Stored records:
════════════════════

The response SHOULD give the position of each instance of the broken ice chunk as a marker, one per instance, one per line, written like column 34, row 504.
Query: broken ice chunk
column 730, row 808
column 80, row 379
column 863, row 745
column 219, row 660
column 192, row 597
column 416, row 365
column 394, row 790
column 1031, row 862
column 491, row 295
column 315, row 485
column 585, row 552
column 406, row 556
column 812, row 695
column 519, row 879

════════════════════

* _Request_
Transcribe all entries exactly as they are given.

* _Exercise result_
The response SHOULD give the position of each instance of the broken ice chunk as a marker, one per instance, one per line, written like column 34, row 504.
Query: broken ice chunk
column 730, row 808
column 80, row 379
column 863, row 745
column 219, row 660
column 192, row 597
column 416, row 365
column 394, row 790
column 1031, row 862
column 491, row 295
column 315, row 485
column 585, row 552
column 406, row 556
column 812, row 695
column 519, row 879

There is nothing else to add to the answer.